GIVEN EXERCISE — Find every line in the rows below that contains the string "door", and copy each of those lines in full.

┄┄┄┄┄┄┄┄┄┄

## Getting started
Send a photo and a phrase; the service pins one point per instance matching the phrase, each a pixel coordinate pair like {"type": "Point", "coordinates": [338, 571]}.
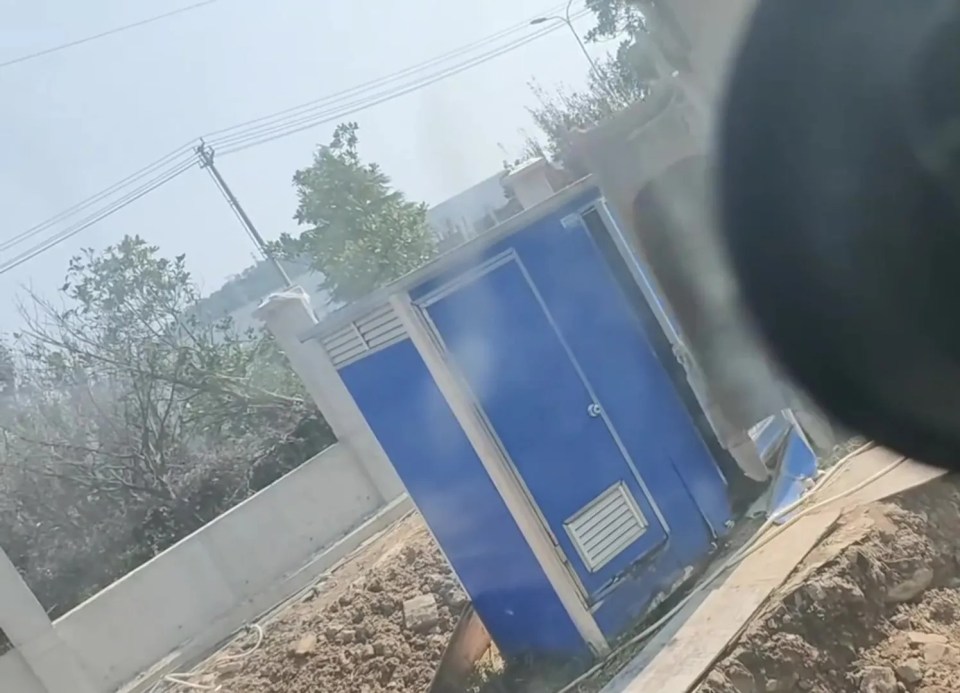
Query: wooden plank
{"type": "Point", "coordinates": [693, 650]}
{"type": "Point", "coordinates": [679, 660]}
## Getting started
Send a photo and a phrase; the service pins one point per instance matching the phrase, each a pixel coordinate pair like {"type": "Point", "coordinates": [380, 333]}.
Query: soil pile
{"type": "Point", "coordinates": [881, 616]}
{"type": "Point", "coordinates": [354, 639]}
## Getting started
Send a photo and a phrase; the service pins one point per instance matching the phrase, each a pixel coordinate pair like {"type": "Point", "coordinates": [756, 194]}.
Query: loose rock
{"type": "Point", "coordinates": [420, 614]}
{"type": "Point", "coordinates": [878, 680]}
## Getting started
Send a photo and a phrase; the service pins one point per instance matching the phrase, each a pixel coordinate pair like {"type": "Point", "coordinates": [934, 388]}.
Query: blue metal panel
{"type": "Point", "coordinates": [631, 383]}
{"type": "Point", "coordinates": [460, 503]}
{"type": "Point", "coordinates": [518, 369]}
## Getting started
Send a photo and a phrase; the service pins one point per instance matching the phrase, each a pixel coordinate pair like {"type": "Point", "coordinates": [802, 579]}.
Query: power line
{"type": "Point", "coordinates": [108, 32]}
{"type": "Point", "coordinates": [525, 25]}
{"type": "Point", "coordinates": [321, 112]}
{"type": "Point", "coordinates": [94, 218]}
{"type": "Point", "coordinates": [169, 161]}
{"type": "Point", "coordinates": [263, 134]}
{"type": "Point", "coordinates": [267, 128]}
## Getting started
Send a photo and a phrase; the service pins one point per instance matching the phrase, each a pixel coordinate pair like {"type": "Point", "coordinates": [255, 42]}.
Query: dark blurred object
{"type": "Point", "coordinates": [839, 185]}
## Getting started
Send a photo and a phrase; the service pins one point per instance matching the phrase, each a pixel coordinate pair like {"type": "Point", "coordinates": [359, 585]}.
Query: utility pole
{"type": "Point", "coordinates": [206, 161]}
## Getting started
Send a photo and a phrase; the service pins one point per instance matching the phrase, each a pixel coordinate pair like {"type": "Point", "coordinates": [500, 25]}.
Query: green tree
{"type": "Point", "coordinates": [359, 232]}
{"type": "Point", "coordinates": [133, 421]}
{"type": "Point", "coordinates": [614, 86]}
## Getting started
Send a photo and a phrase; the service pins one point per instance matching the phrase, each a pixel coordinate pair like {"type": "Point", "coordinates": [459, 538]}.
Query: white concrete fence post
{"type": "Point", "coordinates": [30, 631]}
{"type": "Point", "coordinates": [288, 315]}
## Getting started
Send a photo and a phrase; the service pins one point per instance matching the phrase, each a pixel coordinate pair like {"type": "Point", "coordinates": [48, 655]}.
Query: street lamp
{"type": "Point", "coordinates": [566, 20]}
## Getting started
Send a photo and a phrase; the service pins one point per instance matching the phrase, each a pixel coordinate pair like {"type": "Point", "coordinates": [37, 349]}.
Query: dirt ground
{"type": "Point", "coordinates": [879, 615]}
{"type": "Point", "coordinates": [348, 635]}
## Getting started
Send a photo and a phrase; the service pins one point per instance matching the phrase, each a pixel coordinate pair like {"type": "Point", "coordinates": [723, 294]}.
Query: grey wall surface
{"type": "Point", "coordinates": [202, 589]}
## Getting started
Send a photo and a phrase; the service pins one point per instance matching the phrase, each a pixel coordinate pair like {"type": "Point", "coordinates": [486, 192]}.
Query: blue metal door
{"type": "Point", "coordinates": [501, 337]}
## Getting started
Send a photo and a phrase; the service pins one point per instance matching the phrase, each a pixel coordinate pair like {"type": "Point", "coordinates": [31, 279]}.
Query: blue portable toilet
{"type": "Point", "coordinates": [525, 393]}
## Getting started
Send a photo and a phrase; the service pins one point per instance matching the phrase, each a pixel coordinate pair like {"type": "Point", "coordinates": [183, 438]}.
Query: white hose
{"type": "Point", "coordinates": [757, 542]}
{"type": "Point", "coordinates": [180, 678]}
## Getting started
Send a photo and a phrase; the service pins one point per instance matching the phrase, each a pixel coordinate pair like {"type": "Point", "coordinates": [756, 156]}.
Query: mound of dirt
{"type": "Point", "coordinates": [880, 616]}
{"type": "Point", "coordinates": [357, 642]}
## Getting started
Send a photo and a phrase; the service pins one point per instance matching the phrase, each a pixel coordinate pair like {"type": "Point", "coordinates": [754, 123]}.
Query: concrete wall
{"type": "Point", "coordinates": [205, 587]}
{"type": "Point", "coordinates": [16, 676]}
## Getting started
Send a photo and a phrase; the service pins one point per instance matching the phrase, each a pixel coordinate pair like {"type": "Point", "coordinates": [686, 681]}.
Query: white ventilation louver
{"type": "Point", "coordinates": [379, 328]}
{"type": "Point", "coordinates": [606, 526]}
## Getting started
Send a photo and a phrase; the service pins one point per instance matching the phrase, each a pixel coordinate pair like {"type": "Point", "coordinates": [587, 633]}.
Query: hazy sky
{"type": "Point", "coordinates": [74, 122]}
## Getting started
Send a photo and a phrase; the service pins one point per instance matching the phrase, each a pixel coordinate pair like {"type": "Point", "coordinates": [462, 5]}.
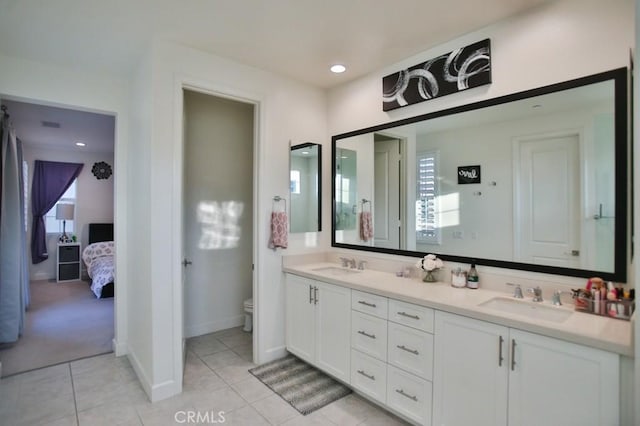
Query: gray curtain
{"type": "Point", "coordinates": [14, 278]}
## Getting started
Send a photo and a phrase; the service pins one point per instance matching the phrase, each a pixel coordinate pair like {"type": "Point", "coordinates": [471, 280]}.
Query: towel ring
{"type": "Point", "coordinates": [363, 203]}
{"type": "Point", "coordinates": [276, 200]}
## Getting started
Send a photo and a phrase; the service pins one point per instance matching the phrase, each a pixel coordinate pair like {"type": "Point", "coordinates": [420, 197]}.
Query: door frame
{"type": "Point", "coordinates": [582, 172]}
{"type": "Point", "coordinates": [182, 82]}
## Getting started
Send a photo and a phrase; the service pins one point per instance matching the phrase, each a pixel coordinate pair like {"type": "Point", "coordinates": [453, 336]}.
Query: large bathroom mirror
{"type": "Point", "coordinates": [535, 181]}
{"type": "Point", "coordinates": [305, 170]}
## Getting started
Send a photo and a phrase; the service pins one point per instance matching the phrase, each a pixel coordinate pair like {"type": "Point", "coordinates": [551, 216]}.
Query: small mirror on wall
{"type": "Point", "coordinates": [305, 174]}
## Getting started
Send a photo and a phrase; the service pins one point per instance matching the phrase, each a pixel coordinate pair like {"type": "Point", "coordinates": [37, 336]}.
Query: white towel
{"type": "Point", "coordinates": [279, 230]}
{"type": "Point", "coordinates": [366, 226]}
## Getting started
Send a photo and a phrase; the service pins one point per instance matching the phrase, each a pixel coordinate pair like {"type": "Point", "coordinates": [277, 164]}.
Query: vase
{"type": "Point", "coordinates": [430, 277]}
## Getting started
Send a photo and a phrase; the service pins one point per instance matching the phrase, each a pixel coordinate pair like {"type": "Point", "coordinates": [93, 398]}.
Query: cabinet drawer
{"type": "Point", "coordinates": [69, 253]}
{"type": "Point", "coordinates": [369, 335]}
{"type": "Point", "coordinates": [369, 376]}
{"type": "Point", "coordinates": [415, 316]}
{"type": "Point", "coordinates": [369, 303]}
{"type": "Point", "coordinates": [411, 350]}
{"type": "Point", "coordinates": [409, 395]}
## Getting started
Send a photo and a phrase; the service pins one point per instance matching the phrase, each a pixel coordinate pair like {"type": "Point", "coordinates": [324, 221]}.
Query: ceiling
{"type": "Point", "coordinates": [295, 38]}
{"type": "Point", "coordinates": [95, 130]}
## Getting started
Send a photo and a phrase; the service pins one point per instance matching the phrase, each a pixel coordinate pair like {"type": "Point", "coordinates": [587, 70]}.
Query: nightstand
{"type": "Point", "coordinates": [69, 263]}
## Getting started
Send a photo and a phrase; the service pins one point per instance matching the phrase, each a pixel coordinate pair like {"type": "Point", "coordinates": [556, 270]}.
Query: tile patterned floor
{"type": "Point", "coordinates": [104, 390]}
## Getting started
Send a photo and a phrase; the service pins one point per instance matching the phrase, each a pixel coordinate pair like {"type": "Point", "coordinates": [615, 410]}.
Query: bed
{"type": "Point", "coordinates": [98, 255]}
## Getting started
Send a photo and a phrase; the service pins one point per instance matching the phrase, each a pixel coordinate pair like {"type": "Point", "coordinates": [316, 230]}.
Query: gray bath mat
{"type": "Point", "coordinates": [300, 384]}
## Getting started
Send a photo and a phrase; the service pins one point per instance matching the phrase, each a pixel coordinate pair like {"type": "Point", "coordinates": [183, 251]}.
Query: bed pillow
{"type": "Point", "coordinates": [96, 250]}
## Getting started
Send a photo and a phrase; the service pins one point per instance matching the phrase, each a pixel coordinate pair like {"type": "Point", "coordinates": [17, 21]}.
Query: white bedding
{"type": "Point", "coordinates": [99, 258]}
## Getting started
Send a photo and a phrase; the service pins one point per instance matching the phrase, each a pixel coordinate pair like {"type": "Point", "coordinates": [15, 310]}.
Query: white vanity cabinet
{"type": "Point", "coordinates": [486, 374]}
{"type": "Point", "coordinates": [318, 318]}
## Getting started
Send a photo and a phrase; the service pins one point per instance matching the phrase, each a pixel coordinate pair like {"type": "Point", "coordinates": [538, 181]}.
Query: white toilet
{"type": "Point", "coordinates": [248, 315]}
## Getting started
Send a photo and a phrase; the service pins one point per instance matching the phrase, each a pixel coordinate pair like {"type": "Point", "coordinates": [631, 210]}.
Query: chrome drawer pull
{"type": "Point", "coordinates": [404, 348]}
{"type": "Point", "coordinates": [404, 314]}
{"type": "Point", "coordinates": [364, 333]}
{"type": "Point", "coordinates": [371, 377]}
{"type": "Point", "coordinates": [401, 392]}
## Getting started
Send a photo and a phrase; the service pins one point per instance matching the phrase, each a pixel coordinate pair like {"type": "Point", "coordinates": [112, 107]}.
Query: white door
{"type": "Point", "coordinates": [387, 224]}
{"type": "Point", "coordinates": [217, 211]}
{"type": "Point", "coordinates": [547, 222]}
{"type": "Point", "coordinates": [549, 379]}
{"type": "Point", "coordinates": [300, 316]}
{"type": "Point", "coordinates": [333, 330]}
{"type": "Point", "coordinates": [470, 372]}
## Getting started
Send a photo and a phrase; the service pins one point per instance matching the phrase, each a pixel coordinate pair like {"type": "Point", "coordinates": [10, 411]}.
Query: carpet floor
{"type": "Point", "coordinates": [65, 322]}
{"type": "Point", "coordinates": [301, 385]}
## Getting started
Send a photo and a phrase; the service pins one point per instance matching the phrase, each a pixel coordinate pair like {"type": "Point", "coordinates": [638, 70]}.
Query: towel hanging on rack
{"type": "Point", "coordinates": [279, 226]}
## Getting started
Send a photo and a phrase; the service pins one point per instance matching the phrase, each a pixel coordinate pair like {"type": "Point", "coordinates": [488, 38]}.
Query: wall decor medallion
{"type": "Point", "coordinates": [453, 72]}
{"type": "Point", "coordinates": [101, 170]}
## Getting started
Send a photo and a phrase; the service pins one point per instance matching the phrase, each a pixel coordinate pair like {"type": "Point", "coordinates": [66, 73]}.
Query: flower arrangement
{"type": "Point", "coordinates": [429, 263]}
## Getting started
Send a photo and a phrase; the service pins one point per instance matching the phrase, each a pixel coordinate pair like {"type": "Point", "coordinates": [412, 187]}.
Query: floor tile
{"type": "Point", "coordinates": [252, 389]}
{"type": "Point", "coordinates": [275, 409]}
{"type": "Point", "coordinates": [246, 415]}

┄┄┄┄┄┄┄┄┄┄

WRITTEN RESPONSE —
Query: blue metal door
Query: door frame
Query: white door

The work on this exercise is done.